> _TASK TO COMPLETE_:
Please count the lines of the material below that contain the string "rocky" and give only that number.

Location labeling material:
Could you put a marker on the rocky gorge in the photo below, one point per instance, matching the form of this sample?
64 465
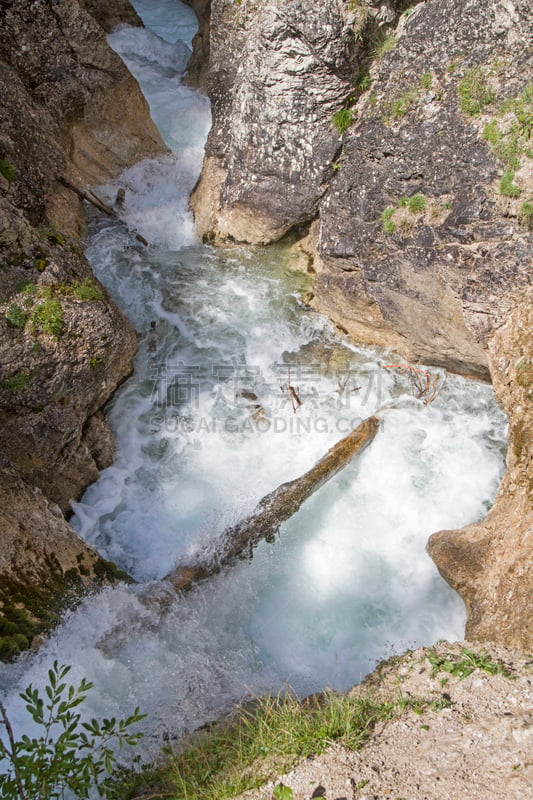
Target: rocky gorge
397 138
389 141
70 112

> _FULL OUTPUT_:
2